Set task 1: Repeat everything in the Ken Barry interview from "Ken Barry –" down to "in the sport.".

Digging Deep With Denise: Visiting With Ken Barry

“Digging Deep With Denise” is a semi-regular question and answer feature with local racers and racing personalities produced by RaceDayCT’s Denise DuPont

Ken Barry – Once you are hooked you are hooked

Ken Barry not only was born into a racing family, but he was set up to be involved in Modified racing in the SPAFCO Racing garage before he could walk. His father, Art Barry, is a NEAR Hall of Famer and has been building race cars for 60 plus years. Ken has raced Modifieds, built Modifieds and is now his own son’s crew chief. This visit with Ken was more about Ken the racer and crew chief, but like any dad, he could not help talk about his son. Ken started his racing career later than most Modified drivers today. After his time spent behind the wheel, Ken concentrated more on car building and supporting Modified teams. Ken has taken his own career path, created his own niche and continues to use his passion for modifieds to make his mark in the sport. 

What made you interested in racing?

“I just grew up around racing. It has been a part of my life ever since I can remember. My parents actually have a picture of me as a little baby in the garage. My mom had to go somewhere and my dad was out working in the garage that night on a car. He had set me on top of a new fuel cell that they were building. He looked over a little bit later and he said that I had wrenches in my hand and I was pulling parts apart even though I could barely hold onto the wrenches. So I guess it was going to happen.

“When I first started driving it was necessary for me to figure things out because my dad was off racing. He was always there during the week for any questions that we had and to help with the race car. He helped me get the car together but on race day he was usually off running the tour. So there were not a lot of Friday nights that he could come to Stafford with me. It was figure it out or not run good. So we figured things out in a hurry. He would come home late Saturday or Sunday and look under the car cover to see how our night went.

“So between my dad and Phil Moran is how I learned how to setup a race car. I started building race cars since the year I graduated from high school. You were forced to learn how and keep up as it evolved over the years. It is funny to see how racing is headed with new technology. Now if you do not have an engineering degree you are behind the eight ball. “

Which do you like better, turning the wrenches or turning the wheel?

Material shown:
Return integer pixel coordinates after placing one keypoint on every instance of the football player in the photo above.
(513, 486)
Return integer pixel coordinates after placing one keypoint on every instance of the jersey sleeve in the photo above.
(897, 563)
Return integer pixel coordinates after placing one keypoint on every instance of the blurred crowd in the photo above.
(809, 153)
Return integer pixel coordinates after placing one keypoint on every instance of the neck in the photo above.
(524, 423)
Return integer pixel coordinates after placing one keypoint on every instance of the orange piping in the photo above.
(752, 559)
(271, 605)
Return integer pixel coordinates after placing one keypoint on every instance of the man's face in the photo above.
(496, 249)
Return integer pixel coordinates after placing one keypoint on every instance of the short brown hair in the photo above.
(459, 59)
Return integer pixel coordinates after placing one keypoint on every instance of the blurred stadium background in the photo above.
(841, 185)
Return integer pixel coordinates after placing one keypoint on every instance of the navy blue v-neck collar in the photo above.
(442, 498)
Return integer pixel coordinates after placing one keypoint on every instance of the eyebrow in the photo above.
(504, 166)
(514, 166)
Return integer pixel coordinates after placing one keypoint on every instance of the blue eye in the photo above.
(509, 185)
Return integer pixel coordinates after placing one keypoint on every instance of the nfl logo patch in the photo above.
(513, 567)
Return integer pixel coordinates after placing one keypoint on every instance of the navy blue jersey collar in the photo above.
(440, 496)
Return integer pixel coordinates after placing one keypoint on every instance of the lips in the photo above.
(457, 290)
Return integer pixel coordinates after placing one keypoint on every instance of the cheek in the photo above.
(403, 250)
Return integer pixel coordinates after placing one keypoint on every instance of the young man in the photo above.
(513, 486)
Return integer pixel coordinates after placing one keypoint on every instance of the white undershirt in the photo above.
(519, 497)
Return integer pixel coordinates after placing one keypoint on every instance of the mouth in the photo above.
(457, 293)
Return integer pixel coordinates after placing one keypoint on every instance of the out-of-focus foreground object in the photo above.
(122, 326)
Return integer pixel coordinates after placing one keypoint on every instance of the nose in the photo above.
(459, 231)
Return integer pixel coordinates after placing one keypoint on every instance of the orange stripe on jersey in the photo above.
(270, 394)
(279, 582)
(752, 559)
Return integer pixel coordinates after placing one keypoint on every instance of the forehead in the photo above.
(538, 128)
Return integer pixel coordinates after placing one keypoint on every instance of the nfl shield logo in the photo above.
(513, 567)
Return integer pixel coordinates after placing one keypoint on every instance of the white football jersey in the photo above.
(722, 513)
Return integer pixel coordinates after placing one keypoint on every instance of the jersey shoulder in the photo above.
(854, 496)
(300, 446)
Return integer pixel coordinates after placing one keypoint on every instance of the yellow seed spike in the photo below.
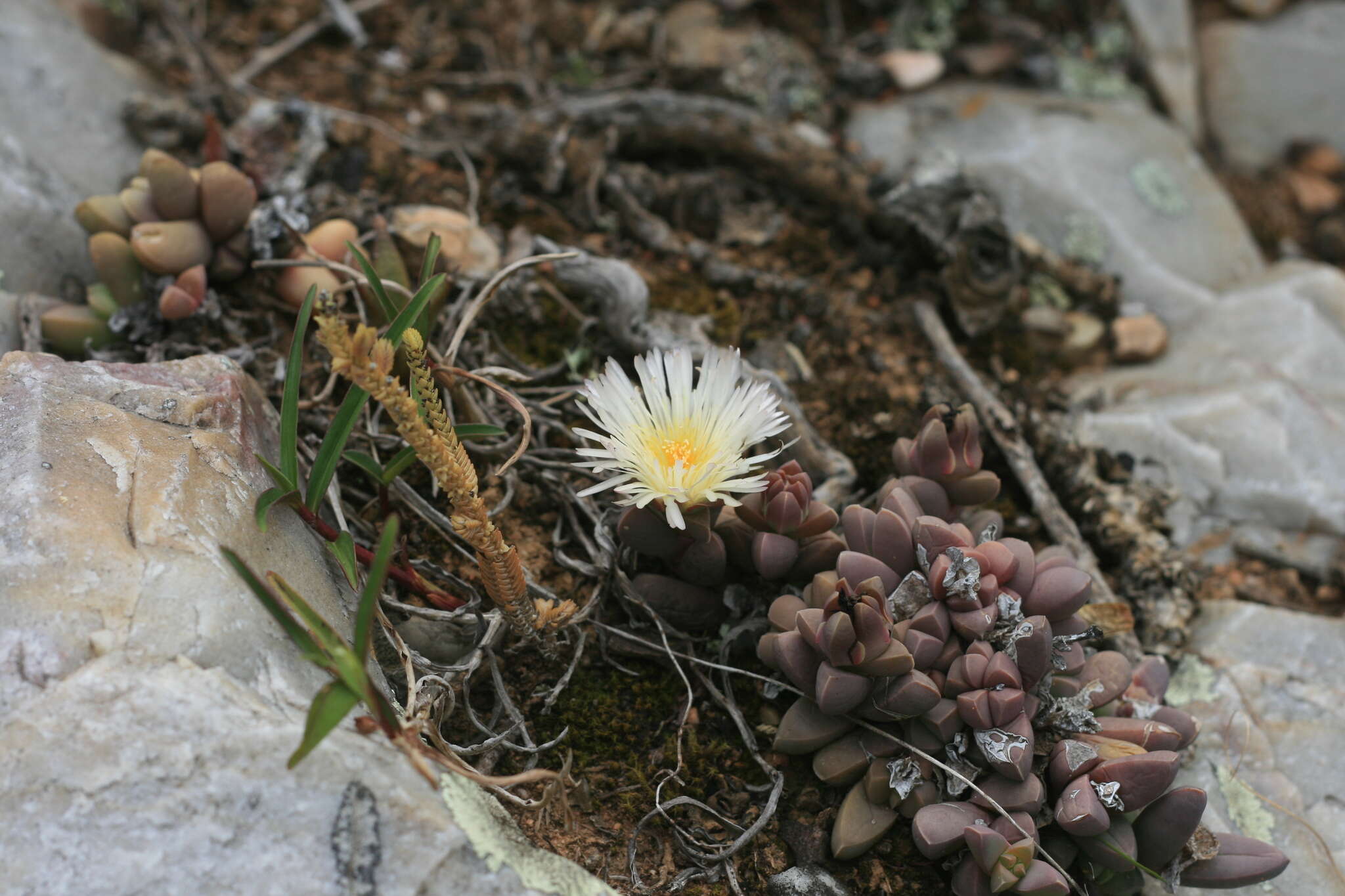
(366, 362)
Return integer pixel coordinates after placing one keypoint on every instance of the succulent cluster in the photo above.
(967, 649)
(170, 222)
(946, 672)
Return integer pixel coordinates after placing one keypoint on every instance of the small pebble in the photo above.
(912, 69)
(1138, 339)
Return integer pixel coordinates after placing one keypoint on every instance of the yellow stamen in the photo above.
(682, 450)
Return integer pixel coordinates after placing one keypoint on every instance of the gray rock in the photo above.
(139, 775)
(1168, 41)
(147, 700)
(123, 482)
(1269, 687)
(1271, 82)
(1109, 183)
(1243, 414)
(11, 335)
(806, 880)
(61, 101)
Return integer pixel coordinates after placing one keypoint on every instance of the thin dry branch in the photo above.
(1007, 436)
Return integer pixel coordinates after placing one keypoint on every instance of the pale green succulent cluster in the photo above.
(188, 223)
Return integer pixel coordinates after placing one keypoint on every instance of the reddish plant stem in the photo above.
(407, 576)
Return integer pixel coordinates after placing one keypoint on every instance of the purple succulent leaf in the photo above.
(938, 829)
(1166, 824)
(805, 729)
(798, 660)
(1242, 861)
(837, 637)
(686, 606)
(704, 562)
(1079, 812)
(839, 691)
(903, 696)
(1141, 779)
(820, 519)
(857, 567)
(648, 532)
(785, 513)
(978, 488)
(772, 555)
(929, 495)
(894, 660)
(817, 555)
(1043, 880)
(986, 845)
(1057, 593)
(1015, 796)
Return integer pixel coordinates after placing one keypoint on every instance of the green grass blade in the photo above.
(345, 551)
(269, 499)
(290, 400)
(330, 706)
(368, 464)
(399, 464)
(376, 282)
(328, 640)
(276, 475)
(413, 308)
(373, 587)
(431, 257)
(324, 467)
(273, 606)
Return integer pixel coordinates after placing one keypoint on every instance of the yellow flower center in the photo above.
(682, 450)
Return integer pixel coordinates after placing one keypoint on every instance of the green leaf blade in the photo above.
(269, 499)
(376, 282)
(343, 548)
(330, 706)
(324, 465)
(272, 603)
(373, 587)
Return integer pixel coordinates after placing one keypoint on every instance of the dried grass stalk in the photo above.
(366, 360)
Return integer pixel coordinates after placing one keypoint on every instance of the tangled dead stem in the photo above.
(673, 214)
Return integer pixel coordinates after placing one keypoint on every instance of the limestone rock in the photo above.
(123, 481)
(1107, 183)
(68, 95)
(1269, 688)
(141, 775)
(1271, 82)
(1168, 41)
(1243, 412)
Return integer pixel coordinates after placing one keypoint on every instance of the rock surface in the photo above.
(1245, 413)
(123, 481)
(1271, 82)
(137, 775)
(1168, 41)
(147, 700)
(1269, 687)
(1109, 183)
(61, 98)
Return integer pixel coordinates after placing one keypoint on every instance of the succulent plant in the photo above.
(969, 649)
(782, 532)
(170, 221)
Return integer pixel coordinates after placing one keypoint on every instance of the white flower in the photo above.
(676, 442)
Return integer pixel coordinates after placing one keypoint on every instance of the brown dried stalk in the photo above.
(368, 362)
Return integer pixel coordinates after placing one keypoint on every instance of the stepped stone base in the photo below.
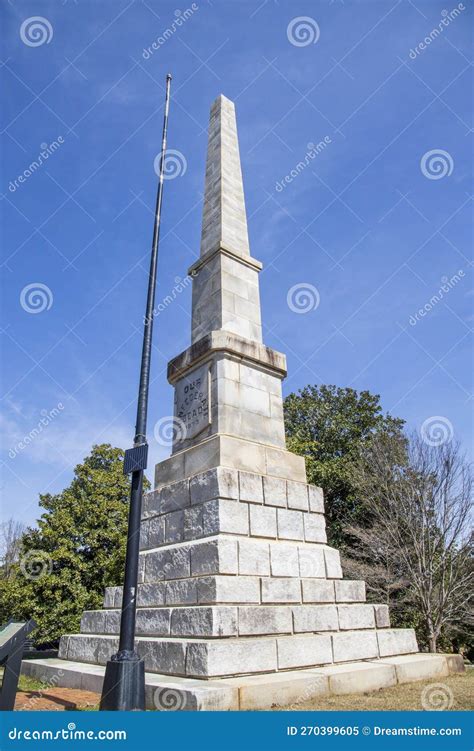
(286, 690)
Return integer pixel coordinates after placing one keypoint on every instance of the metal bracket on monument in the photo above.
(135, 458)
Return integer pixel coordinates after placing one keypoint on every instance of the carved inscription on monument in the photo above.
(192, 396)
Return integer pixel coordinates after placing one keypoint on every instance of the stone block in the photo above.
(215, 483)
(151, 595)
(251, 487)
(181, 592)
(354, 645)
(359, 677)
(174, 526)
(382, 616)
(356, 616)
(264, 620)
(297, 495)
(314, 528)
(316, 499)
(302, 651)
(417, 667)
(314, 618)
(281, 590)
(224, 516)
(223, 589)
(317, 590)
(396, 641)
(262, 521)
(290, 524)
(284, 560)
(153, 621)
(214, 557)
(281, 690)
(333, 563)
(230, 657)
(204, 621)
(311, 560)
(274, 491)
(254, 558)
(349, 591)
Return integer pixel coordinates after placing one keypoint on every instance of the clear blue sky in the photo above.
(368, 222)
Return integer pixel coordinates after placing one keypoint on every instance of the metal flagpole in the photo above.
(124, 681)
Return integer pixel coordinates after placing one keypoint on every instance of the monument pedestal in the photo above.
(241, 602)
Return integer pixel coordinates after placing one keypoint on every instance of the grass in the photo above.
(402, 697)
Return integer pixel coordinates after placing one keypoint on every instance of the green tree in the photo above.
(77, 549)
(329, 426)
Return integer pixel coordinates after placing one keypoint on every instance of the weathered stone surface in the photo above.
(230, 657)
(302, 651)
(290, 524)
(254, 558)
(262, 521)
(356, 616)
(264, 620)
(204, 621)
(382, 616)
(315, 618)
(251, 487)
(317, 590)
(284, 560)
(349, 591)
(297, 495)
(281, 590)
(274, 491)
(359, 677)
(396, 641)
(354, 645)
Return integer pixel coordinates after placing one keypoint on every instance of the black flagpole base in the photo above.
(124, 683)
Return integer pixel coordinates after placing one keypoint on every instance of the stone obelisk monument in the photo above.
(241, 602)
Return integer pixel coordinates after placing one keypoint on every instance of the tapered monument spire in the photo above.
(224, 219)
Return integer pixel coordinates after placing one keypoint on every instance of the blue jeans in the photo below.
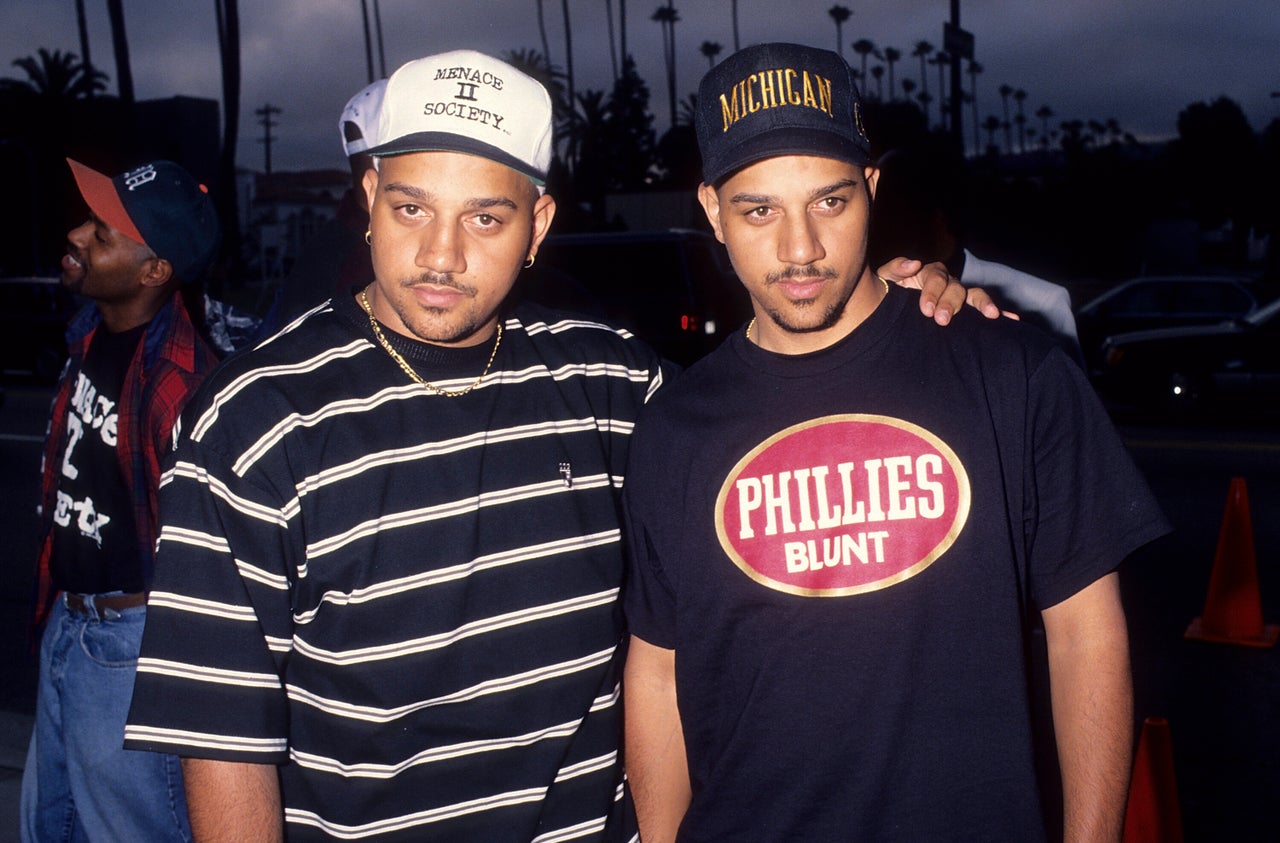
(80, 783)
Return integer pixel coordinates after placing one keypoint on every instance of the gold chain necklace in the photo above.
(408, 370)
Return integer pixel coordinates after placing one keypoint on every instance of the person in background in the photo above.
(919, 210)
(336, 260)
(136, 360)
(845, 521)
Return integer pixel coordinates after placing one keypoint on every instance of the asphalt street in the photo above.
(1221, 700)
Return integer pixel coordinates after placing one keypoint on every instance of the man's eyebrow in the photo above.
(753, 198)
(832, 188)
(767, 198)
(419, 195)
(497, 201)
(407, 189)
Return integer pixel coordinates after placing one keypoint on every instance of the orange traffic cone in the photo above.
(1152, 814)
(1233, 610)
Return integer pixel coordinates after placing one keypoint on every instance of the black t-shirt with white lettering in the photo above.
(95, 541)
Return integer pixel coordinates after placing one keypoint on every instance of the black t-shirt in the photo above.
(845, 550)
(95, 540)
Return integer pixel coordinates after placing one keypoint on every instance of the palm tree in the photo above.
(991, 124)
(924, 99)
(711, 49)
(864, 49)
(1005, 92)
(542, 32)
(944, 62)
(369, 54)
(974, 69)
(56, 76)
(891, 55)
(1114, 129)
(922, 50)
(622, 33)
(667, 17)
(1097, 128)
(82, 23)
(908, 88)
(1045, 115)
(229, 54)
(878, 74)
(613, 47)
(689, 110)
(120, 44)
(840, 14)
(1020, 119)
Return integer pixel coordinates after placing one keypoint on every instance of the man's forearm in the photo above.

Set task 2: Gather every line of the entries above that contains the word "football", matching case.

Finished answer 1:
Ken Barry – Once you are hooked you are hooked

Ken Barry not only was born into a racing family, but he was set up to be involved in Modified racing in the SPAFCO Racing garage before he could walk. His father, Art Barry, is a NEAR Hall of Famer and has been building race cars for 60 plus years. Ken has raced Modifieds, built Modifieds and is now his own son’s crew chief. This visit with Ken was more about Ken the racer and crew chief, but like any dad, he could not help talk about his son. Ken started his racing career later than most Modified drivers today. After his time spent behind the wheel, Ken concentrated more on car building and supporting Modified teams. Ken has taken his own career path, created his own niche and continues to use his passion for modifieds to make his mark in the sport.

Finished answer 2:
Return integer pixel coordinates after placing one keypoint on every instance of the football player in the photo above.
Return integer pixel coordinates after placing one keypoint on every instance of the white football jersey in the photo above.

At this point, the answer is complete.